• **PROBLEM TO WORK ON**: What is needed is a word-for-word restatement of all the entries.

• **TASK MATERIAL**:

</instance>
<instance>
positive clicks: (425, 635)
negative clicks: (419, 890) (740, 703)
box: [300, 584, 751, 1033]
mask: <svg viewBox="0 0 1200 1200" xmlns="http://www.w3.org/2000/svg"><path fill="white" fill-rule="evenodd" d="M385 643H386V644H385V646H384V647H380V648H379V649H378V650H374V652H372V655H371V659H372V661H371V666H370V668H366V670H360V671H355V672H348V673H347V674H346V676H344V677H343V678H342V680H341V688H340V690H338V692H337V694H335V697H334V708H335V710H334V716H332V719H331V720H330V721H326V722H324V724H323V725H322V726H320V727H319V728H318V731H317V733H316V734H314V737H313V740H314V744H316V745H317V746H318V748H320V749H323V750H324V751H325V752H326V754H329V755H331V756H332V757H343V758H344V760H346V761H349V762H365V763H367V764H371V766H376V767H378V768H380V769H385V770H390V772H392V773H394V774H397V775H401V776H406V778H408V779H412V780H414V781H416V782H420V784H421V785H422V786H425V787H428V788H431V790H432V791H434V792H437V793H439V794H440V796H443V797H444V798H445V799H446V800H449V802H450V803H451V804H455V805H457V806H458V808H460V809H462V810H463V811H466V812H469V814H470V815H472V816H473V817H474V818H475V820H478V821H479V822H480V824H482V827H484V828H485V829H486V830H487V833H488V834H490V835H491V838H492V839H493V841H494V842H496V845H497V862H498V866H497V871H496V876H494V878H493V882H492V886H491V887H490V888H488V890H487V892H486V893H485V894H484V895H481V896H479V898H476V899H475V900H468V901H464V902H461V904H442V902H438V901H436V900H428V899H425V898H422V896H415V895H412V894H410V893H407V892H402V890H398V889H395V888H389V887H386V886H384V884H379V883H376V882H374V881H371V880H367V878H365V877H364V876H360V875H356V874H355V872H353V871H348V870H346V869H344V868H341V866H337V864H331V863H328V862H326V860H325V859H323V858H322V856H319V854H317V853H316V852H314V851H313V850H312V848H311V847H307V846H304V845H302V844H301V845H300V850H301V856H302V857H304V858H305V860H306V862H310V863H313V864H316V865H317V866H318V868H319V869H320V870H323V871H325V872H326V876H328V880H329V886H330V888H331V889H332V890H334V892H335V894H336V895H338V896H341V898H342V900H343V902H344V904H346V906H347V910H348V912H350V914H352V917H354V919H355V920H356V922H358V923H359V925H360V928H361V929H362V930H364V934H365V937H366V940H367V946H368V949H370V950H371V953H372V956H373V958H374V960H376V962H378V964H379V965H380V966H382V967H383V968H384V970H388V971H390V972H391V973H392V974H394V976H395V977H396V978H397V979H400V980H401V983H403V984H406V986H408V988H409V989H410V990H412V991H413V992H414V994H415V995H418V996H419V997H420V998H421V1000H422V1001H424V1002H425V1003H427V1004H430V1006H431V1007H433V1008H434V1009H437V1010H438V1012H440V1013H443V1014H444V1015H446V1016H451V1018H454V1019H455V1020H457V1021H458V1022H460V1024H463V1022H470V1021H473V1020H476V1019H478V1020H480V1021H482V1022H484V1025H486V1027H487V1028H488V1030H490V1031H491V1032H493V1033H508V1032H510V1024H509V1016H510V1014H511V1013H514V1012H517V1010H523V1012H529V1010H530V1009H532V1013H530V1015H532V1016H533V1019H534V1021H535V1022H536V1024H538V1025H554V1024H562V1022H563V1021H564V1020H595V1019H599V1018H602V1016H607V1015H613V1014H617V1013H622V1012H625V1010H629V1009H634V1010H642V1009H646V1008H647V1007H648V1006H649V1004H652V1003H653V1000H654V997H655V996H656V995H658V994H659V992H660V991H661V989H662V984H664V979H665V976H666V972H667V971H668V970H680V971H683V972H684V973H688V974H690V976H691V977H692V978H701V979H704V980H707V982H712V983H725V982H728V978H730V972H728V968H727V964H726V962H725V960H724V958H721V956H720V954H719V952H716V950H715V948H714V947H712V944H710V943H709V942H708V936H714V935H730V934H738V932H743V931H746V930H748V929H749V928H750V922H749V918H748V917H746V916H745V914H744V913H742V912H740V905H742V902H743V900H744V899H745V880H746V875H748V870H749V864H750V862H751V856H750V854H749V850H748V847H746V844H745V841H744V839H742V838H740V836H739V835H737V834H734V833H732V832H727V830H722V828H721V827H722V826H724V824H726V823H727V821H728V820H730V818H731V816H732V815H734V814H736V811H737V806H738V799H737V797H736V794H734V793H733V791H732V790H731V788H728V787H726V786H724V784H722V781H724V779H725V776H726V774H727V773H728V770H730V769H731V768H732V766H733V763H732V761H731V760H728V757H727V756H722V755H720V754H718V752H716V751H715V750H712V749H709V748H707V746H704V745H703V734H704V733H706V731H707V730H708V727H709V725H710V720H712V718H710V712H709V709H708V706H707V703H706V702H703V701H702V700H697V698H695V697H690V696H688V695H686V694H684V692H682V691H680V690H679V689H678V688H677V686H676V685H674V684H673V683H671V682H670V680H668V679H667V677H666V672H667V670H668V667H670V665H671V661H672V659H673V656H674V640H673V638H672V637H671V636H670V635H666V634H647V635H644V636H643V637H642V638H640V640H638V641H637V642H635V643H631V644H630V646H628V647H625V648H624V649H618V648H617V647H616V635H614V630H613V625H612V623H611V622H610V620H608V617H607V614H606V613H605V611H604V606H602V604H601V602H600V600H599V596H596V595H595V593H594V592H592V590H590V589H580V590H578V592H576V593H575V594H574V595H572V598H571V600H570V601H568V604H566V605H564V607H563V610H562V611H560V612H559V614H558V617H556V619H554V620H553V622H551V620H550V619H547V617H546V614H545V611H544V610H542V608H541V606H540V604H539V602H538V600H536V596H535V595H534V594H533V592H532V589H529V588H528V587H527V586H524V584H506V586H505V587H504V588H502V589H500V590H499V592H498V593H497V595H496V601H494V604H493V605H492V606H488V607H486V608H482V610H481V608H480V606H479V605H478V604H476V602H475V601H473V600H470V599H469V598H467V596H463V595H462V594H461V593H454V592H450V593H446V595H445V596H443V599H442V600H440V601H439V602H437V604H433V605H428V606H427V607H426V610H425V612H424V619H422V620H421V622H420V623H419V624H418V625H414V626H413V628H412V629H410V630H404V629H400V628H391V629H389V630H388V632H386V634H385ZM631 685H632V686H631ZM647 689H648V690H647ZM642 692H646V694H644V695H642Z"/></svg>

• **ANSWER AREA**:
</instance>
<instance>
positive clicks: (425, 635)
negative clicks: (419, 890) (740, 703)
box: [300, 584, 751, 1033]
mask: <svg viewBox="0 0 1200 1200" xmlns="http://www.w3.org/2000/svg"><path fill="white" fill-rule="evenodd" d="M385 643H386V644H385V646H384V647H380V648H379V649H378V650H374V652H372V655H371V659H372V661H371V666H370V668H366V670H360V671H355V672H348V673H347V674H346V676H344V677H343V678H342V680H341V688H340V690H338V692H337V694H335V697H334V708H335V710H334V716H332V719H331V720H330V721H326V722H324V724H323V725H322V726H320V727H319V728H318V731H317V733H316V734H314V737H313V740H314V744H316V745H317V746H318V748H320V749H323V750H324V751H325V752H326V754H329V755H331V756H332V757H343V758H344V760H346V761H349V762H365V763H367V764H371V766H376V767H378V768H380V769H385V770H390V772H392V773H394V774H397V775H401V776H406V778H408V779H412V780H414V781H416V782H420V784H421V785H422V786H425V787H428V788H431V790H432V791H434V792H437V793H439V794H440V796H443V797H444V798H445V799H446V800H449V802H450V803H451V804H455V805H457V806H458V808H460V809H462V810H463V811H466V812H469V814H470V815H472V816H473V817H474V818H475V820H478V821H479V822H480V824H482V827H484V828H485V829H486V830H487V833H488V834H490V835H491V838H492V839H493V841H494V842H496V845H497V862H498V866H497V871H496V876H494V878H493V882H492V886H491V887H490V888H488V890H487V892H486V893H485V894H484V895H481V896H479V898H476V899H475V900H468V901H464V902H461V904H442V902H438V901H436V900H428V899H425V898H422V896H415V895H412V894H410V893H407V892H402V890H398V889H395V888H389V887H386V886H384V884H379V883H376V882H374V881H371V880H367V878H365V877H364V876H360V875H356V874H355V872H353V871H348V870H346V869H344V868H341V866H337V864H331V863H328V862H326V860H325V859H323V858H322V856H319V854H317V853H316V852H314V851H313V850H312V848H311V847H307V846H304V845H302V844H301V845H300V850H301V856H302V857H304V858H305V860H306V862H310V863H313V864H316V865H317V866H318V868H319V869H320V870H323V871H325V872H326V876H328V880H329V886H330V888H331V889H332V890H334V892H335V894H336V895H338V896H341V898H342V900H343V902H344V904H346V906H347V910H348V912H350V914H352V917H354V919H355V920H356V922H358V923H359V925H360V928H361V929H362V930H364V934H365V937H366V940H367V946H368V949H370V950H371V953H372V956H373V958H374V960H376V962H378V964H379V965H380V966H382V967H383V968H384V970H388V971H390V972H391V973H392V974H394V976H395V977H396V978H397V979H400V980H401V983H403V984H406V986H408V988H409V989H410V990H412V991H413V992H414V994H415V995H418V996H419V997H420V998H421V1000H422V1001H424V1002H425V1003H427V1004H430V1006H431V1007H433V1008H434V1009H437V1010H438V1012H440V1013H443V1014H444V1015H446V1016H451V1018H454V1019H455V1020H457V1021H458V1022H460V1024H463V1022H470V1021H473V1020H476V1019H478V1020H480V1021H482V1022H484V1025H486V1027H487V1028H488V1030H490V1031H491V1032H493V1033H508V1032H510V1024H509V1016H510V1014H511V1013H514V1012H517V1010H523V1012H529V1010H530V1009H532V1013H530V1015H532V1016H533V1019H534V1021H535V1022H536V1024H538V1025H554V1024H562V1022H563V1021H564V1020H595V1019H599V1018H602V1016H607V1015H613V1014H617V1013H622V1012H625V1010H629V1009H634V1010H642V1009H646V1008H647V1007H648V1006H649V1004H652V1003H653V1000H654V997H655V996H656V995H658V994H659V992H660V991H661V989H662V984H664V979H665V976H666V972H667V971H668V970H680V971H683V972H684V973H688V974H690V976H691V977H692V978H701V979H704V980H707V982H712V983H725V982H728V978H730V972H728V968H727V964H726V962H725V960H724V958H721V956H720V954H719V952H716V950H715V948H714V947H712V944H710V943H709V942H708V936H714V935H730V934H738V932H743V931H746V930H748V929H749V928H750V922H749V918H748V917H746V916H745V914H744V913H742V912H740V905H742V902H743V900H744V899H745V880H746V875H748V870H749V864H750V862H751V856H750V854H749V850H748V847H746V844H745V841H744V839H742V838H740V836H739V835H737V834H734V833H732V832H727V830H722V828H721V827H722V826H724V824H726V823H727V821H728V820H730V818H731V816H732V815H734V814H736V811H737V806H738V799H737V797H736V794H734V793H733V791H732V790H731V788H728V787H726V786H724V784H722V781H724V779H725V776H726V774H727V773H728V770H730V769H731V768H732V766H733V763H732V761H731V760H728V757H727V756H722V755H720V754H718V752H716V751H715V750H712V749H709V748H707V746H704V745H703V734H704V733H706V731H707V730H708V727H709V725H710V720H712V718H710V712H709V709H708V706H707V703H706V702H703V701H702V700H697V698H695V697H690V696H688V695H686V694H684V692H682V691H680V690H679V689H678V688H677V686H676V685H674V684H673V683H671V682H670V680H668V679H667V677H666V672H667V670H668V667H670V665H671V661H672V659H673V656H674V640H673V638H672V637H671V636H670V635H666V634H647V635H644V636H643V637H642V638H640V640H638V641H637V642H635V643H631V644H630V646H628V647H625V648H624V649H618V648H617V647H616V635H614V630H613V625H612V623H611V622H610V620H608V617H607V614H606V613H605V611H604V606H602V604H601V602H600V600H599V596H596V595H595V593H594V592H592V590H590V589H580V590H578V592H576V593H575V594H574V595H572V598H571V600H570V601H568V604H566V605H564V607H563V610H562V611H560V612H559V614H558V617H556V619H554V620H553V622H551V620H550V619H547V617H546V614H545V611H544V610H542V608H541V606H540V604H539V602H538V600H536V596H535V595H534V594H533V592H532V589H529V588H528V587H527V586H524V584H506V586H505V587H504V588H502V589H500V590H499V592H498V593H497V595H496V601H494V604H493V605H492V606H488V607H486V608H482V610H481V608H480V606H479V605H478V604H476V602H475V601H473V600H470V599H469V598H467V596H463V595H462V594H461V593H454V592H450V593H446V595H445V596H443V599H442V600H440V601H439V602H437V604H433V605H428V606H427V607H426V610H425V612H424V619H422V620H421V622H420V623H419V624H418V625H414V626H413V628H412V629H410V630H404V629H400V628H391V629H389V630H388V632H386V634H385ZM631 685H632V686H631ZM647 689H648V690H647ZM642 692H646V694H644V695H642Z"/></svg>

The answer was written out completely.